(Excerpts from a dataset)
══════

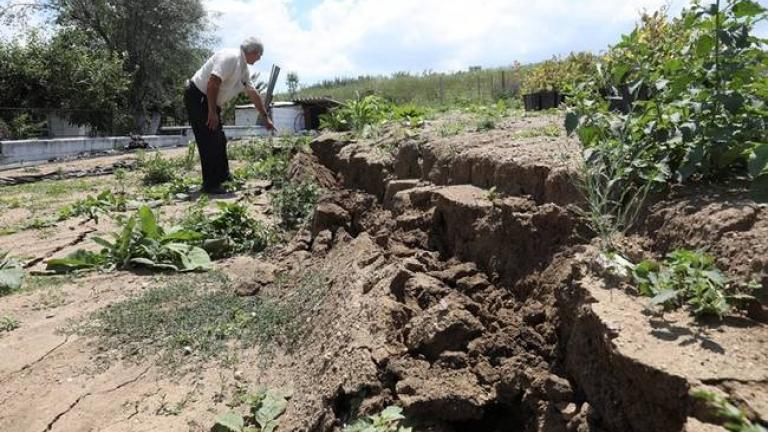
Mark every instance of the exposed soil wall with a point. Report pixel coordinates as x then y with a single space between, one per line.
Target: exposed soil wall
494 318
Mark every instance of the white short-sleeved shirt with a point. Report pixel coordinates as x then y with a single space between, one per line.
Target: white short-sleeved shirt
231 67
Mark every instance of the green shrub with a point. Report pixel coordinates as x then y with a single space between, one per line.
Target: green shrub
11 274
229 231
734 419
559 74
386 421
294 202
140 242
264 408
700 92
690 277
357 115
157 170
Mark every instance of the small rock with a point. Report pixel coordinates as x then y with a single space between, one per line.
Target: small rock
454 273
441 329
329 216
424 290
472 284
535 314
397 286
323 242
557 389
453 360
568 410
258 276
413 264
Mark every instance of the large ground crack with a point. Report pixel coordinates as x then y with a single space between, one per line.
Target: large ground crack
30 365
79 239
58 417
65 412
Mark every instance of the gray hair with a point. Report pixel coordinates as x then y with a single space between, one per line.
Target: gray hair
252 45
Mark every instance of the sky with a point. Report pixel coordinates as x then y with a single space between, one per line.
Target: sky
323 39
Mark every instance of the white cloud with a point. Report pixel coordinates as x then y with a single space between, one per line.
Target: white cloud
352 37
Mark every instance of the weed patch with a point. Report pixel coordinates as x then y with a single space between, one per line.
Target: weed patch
140 242
196 316
690 277
94 206
8 324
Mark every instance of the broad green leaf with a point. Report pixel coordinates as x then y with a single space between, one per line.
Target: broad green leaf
392 414
704 45
665 296
199 259
78 260
100 241
758 160
143 261
11 279
229 422
270 426
759 189
181 235
571 122
274 404
149 223
691 163
747 8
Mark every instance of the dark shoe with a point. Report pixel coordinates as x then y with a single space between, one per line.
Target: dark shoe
217 190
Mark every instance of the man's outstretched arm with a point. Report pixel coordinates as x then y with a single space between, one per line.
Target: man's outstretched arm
257 102
212 91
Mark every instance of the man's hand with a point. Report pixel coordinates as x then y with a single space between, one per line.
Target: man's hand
269 125
213 121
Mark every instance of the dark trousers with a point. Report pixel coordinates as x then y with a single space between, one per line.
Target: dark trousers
211 144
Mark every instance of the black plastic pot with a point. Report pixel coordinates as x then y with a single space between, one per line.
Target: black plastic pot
549 99
532 102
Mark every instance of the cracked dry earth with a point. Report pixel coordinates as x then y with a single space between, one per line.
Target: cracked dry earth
474 311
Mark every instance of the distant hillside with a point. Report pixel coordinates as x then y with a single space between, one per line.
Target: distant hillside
477 85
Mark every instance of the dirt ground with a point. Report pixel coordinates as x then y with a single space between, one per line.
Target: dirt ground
450 276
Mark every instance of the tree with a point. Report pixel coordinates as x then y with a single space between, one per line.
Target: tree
67 74
292 81
162 42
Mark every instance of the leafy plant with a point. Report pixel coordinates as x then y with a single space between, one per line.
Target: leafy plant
229 231
558 73
690 277
698 94
294 202
733 418
141 242
8 324
11 274
386 421
265 406
157 170
357 115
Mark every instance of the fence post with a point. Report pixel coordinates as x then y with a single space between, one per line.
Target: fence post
442 90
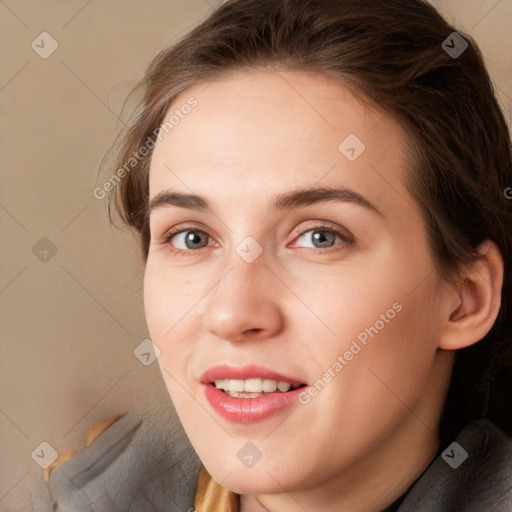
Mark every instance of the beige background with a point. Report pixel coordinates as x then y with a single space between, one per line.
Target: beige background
69 325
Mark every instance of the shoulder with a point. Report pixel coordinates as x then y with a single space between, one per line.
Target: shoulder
473 474
130 462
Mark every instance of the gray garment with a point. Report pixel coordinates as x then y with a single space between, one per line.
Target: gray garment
145 463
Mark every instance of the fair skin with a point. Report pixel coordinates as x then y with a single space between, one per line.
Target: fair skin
372 430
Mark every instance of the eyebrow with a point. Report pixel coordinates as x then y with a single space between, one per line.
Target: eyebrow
281 201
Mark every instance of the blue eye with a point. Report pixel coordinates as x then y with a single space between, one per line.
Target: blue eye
323 239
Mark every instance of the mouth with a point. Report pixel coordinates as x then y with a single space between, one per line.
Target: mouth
249 394
253 388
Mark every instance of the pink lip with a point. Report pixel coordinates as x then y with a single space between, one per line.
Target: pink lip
248 410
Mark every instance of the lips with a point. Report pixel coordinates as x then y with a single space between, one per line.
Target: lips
245 373
247 409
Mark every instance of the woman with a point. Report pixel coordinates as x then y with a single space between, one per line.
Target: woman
319 190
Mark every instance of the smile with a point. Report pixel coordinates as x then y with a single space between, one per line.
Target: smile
250 399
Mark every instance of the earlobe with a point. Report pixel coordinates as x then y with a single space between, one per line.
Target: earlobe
477 298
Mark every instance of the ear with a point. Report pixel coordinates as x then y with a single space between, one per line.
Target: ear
472 306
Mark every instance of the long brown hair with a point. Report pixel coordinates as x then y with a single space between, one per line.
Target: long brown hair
396 53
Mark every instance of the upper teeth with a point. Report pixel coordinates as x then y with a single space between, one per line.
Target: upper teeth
252 385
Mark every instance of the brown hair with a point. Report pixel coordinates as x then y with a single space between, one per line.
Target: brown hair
391 52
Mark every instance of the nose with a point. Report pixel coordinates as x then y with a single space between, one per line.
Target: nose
245 303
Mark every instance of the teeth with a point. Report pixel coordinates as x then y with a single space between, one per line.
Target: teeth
252 386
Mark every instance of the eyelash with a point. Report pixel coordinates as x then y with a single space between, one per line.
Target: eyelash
167 237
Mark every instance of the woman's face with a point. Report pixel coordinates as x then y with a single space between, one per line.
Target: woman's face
335 291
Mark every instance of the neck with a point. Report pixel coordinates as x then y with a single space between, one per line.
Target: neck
381 476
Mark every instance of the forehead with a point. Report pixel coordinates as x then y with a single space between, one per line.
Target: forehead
269 130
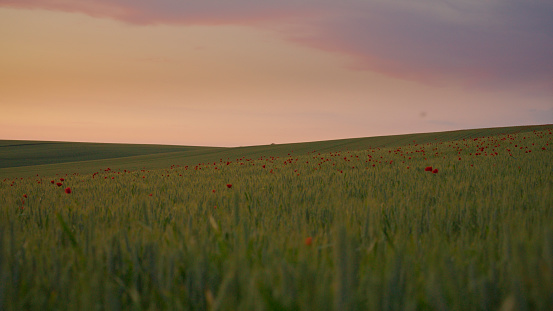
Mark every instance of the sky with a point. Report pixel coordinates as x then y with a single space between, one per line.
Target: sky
245 72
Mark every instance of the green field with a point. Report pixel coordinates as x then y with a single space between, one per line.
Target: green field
355 224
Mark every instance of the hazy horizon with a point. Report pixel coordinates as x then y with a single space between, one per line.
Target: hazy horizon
253 73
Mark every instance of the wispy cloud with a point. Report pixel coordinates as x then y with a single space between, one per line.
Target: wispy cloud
479 44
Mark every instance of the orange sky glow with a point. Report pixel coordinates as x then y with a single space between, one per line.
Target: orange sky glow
120 71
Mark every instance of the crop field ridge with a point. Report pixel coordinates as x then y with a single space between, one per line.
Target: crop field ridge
459 220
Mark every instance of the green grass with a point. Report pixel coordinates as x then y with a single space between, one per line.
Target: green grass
477 235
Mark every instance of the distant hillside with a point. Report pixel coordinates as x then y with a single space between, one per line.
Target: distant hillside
26 158
15 153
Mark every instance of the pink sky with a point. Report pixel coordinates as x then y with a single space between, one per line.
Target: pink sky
244 72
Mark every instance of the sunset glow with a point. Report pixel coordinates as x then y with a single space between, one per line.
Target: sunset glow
230 73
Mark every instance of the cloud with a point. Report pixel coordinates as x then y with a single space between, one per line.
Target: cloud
479 44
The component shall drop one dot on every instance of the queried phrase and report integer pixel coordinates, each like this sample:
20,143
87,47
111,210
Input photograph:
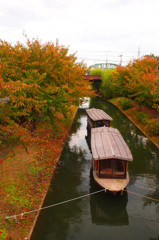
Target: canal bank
128,216
25,178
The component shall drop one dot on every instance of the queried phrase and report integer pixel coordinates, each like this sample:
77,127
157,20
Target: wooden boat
97,118
110,155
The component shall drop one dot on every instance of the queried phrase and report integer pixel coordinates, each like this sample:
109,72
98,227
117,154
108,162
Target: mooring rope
53,205
138,194
73,199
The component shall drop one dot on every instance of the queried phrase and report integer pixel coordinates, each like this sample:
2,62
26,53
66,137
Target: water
102,216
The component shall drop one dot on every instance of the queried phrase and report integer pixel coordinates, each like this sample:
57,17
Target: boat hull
112,185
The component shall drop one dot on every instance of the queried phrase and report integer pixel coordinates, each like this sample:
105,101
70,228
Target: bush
153,127
125,103
142,117
97,71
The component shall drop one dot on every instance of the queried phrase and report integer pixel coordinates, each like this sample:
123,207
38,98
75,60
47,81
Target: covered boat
97,118
110,155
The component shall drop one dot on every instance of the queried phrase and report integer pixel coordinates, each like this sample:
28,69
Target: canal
101,216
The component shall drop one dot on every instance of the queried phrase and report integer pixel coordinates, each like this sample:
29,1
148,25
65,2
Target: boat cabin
110,157
97,118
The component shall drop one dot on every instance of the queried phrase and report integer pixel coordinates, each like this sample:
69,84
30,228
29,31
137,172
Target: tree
139,80
39,81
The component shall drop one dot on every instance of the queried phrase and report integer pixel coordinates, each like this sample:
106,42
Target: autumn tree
39,80
139,80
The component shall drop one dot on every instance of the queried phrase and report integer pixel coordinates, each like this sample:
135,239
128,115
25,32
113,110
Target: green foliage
153,127
125,103
39,81
139,80
142,117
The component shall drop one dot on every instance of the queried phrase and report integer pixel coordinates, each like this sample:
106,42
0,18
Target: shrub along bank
136,90
39,84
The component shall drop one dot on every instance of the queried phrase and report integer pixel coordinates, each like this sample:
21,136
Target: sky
115,31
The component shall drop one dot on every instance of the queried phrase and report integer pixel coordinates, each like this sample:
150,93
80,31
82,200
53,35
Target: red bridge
92,78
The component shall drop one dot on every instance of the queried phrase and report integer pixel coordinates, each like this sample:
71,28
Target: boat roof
98,114
108,143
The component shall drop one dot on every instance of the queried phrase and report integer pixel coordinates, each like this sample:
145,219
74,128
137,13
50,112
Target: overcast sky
98,30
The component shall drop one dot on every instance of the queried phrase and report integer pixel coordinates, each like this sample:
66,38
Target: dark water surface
102,216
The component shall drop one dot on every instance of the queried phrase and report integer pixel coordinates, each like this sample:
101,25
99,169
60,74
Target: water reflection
107,209
102,216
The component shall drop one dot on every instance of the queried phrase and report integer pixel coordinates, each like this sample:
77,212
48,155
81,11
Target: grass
25,177
141,118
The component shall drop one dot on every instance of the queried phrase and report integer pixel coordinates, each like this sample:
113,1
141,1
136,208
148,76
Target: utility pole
120,59
57,42
139,52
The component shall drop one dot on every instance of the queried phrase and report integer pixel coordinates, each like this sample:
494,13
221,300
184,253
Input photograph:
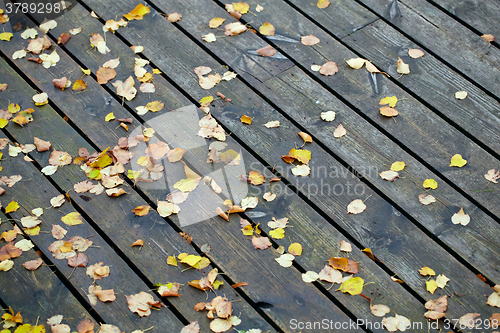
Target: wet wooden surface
403,234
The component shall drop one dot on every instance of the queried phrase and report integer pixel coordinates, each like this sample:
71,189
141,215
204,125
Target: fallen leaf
328,115
140,303
33,264
339,132
46,26
73,218
492,176
458,161
431,286
267,29
415,53
216,22
345,247
261,243
330,275
430,183
460,217
389,175
174,17
329,68
469,320
125,89
388,111
272,124
137,13
356,206
285,260
488,37
402,67
391,101
353,286
310,276
441,281
267,51
309,40
323,3
426,199
295,249
379,310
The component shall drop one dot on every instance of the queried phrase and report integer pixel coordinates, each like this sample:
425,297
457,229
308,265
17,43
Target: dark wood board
38,294
66,183
480,14
292,88
437,32
122,278
170,63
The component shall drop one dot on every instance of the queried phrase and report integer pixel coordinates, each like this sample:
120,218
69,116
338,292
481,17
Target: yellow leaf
246,119
12,207
431,286
402,67
425,271
295,249
461,94
353,286
389,100
137,13
205,101
323,3
216,22
458,161
79,85
6,36
277,233
110,116
267,29
301,155
171,261
398,166
191,260
72,218
241,7
430,183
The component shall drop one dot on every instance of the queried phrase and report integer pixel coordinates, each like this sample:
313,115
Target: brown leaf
80,260
107,295
261,243
105,74
329,68
267,51
64,38
33,264
140,303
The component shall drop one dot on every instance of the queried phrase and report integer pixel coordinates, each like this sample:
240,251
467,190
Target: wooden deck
392,239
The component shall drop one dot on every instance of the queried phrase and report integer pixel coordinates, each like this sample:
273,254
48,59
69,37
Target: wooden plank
168,62
105,211
122,278
93,62
38,294
435,31
481,15
430,79
318,306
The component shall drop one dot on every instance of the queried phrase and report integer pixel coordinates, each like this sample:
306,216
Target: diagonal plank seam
378,127
462,22
456,70
64,280
345,164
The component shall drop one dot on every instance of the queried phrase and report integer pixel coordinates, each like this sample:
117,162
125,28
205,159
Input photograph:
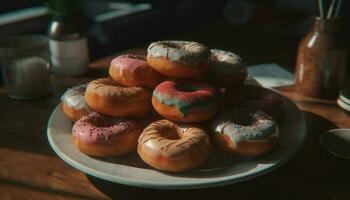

══════

**Directions**
Without any picture, return exactly the lines of the records above from the first through the line that contains "Mark every instance of the green shrub".

**Task solution**
Mark every instance of the exposed soil wall with a point. Report pixel coordinates as x then y with a single space between, one per line.
Target: exposed soil wall
494 318
Mark every instance of the white short-sleeved shirt with a point. Report pixel coordinates as x then y with a single space between, one per line.
Target: white short-sleeved shirt
231 67
Mark every instance of the green shrub with a point. Report pixel coordinates as x then y with a single space between, one per line.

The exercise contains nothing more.